**TASK PROMPT**
All the data below should be printed again without a single difference.

Entries taken from a collection
┄┄┄┄┄┄┄┄┄┄
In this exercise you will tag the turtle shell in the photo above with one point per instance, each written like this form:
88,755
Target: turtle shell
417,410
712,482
┄┄┄┄┄┄┄┄┄┄
**EXERCISE SOLUTION**
In this exercise you will tag the turtle shell in the photo above with one point per instance, each written like this form:
88,755
Target: turtle shell
417,410
712,482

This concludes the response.